## Task instructions
In the essay on rethinking our relationship with machines, rewrite the passage between "Rethink Our Relationship with Machines" and "relationship with machines.", inclusive, substituting "announcements" for "headlines".

## Selected passage
# # # # #
Rethink Our Relationship with Machines

October this year, Sequoia Capital published a blog post titled “Generative AI: A Creative New World”. Earlier December, ChatGPT (by OpenAI) went live and gained 1 million users in a matter of five days. In between these two headlines however, is the news that the world’s population officially passed the 8 billion mark on 15 November. It is hard not to think about the implication of fast-scaling AI in light of a huge population base that continues to grow. In a very long time, machines have been treated as our tools to complete specific tasks. With the emergence of general purpose AI, perhaps it is time to rethink our relationship with machines.

Sea changes in five years’ time

The day when AlphaGo beat Lee Sedol still seems only yesterday now we already have ChatGPT that makes Google looks like child’s play. Only five years ago, AI we know has been trained by local datasets and can only perform specific tasks. Five years later it is now plugged into machine hivemind and can perform various tasks such as image/speech recognition, audio/video generation, pattern detection, question answering, text to image translation, etc. As the progression is non-linear, it is hard to predict what next five years will bring in terms of AI.
# # # # #
## Data shown
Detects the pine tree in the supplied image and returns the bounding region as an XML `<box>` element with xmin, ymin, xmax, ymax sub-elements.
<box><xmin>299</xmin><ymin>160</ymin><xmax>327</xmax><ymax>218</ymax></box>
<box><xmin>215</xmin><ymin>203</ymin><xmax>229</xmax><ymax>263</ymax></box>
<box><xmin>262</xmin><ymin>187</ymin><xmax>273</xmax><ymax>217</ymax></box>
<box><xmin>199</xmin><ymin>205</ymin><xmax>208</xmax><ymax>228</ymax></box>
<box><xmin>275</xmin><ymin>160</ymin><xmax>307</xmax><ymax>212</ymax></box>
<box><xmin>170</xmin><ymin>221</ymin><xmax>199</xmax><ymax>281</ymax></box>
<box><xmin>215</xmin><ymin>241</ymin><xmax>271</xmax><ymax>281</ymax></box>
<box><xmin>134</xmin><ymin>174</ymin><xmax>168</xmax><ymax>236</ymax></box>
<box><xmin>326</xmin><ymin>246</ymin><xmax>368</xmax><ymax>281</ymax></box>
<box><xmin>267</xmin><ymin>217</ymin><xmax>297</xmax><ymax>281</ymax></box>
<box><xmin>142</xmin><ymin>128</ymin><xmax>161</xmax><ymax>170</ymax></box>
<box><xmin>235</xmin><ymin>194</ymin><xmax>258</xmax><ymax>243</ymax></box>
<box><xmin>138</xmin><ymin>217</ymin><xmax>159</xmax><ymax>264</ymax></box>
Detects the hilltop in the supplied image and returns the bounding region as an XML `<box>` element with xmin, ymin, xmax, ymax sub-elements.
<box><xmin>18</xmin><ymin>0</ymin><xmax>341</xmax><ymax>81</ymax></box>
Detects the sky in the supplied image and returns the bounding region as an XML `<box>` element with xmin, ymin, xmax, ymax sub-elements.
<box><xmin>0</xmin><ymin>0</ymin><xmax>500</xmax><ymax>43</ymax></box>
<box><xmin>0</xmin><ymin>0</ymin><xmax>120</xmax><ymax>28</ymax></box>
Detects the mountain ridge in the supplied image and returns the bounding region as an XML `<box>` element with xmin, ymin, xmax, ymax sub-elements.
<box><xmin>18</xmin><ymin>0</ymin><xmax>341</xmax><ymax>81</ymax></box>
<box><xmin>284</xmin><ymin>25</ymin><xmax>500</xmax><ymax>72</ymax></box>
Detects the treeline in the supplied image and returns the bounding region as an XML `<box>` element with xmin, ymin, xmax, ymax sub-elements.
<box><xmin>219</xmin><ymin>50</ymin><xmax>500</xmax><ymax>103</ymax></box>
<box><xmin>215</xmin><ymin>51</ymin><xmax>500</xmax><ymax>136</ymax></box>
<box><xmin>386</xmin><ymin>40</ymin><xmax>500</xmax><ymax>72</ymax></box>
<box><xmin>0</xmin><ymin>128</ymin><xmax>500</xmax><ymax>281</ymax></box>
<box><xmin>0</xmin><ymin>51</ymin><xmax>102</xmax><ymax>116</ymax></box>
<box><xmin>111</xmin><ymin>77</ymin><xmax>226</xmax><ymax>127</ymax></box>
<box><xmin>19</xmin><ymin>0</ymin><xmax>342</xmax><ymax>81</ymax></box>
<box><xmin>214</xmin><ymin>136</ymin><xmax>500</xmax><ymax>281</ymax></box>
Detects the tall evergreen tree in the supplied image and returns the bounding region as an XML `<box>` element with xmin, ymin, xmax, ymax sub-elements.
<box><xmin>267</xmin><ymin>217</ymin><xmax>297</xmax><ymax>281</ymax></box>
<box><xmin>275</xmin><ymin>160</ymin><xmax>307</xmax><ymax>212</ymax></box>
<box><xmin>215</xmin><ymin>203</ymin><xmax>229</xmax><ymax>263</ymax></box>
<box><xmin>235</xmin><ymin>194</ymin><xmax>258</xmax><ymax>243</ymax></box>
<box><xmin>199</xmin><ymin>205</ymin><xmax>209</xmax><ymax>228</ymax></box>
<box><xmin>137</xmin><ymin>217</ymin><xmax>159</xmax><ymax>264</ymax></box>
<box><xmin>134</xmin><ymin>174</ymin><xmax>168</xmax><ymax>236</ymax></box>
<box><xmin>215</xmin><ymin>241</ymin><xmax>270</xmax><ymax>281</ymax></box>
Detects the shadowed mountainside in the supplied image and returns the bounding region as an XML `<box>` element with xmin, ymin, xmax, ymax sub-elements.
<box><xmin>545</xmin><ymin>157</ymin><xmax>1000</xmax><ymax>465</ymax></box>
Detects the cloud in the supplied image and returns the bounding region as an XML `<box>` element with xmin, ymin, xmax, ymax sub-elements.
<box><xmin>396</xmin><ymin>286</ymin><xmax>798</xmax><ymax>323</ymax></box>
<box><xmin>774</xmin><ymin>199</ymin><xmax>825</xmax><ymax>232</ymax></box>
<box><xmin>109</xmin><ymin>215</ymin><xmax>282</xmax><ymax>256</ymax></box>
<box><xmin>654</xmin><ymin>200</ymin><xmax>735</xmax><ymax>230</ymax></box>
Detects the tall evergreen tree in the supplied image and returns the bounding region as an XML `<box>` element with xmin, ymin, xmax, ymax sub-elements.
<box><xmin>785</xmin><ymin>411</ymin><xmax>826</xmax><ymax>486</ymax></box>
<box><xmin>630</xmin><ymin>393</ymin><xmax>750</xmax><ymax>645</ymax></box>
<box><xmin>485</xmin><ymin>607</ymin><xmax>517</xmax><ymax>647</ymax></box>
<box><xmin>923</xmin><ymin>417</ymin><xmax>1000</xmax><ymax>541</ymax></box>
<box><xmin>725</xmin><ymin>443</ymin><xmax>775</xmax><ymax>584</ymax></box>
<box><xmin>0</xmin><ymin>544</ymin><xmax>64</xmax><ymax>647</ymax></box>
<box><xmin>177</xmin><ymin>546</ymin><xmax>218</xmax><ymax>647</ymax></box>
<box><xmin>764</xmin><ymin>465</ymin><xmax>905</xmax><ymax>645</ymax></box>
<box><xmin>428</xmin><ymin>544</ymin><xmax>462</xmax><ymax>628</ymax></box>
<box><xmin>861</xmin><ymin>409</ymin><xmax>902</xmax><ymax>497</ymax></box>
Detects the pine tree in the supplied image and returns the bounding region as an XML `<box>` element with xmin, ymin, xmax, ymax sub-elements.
# # # # #
## Answer area
Rethink Our Relationship with Machines

October this year, Sequoia Capital published a blog post titled “Generative AI: A Creative New World”. Earlier December, ChatGPT (by OpenAI) went live and gained 1 million users in a matter of five days. In between these two announcements however, is the news that the world’s population officially passed the 8 billion mark on 15 November. It is hard not to think about the implication of fast-scaling AI in light of a huge population base that continues to grow. In a very long time, machines have been treated as our tools to complete specific tasks. With the emergence of general purpose AI, perhaps it is time to rethink our relationship with machines.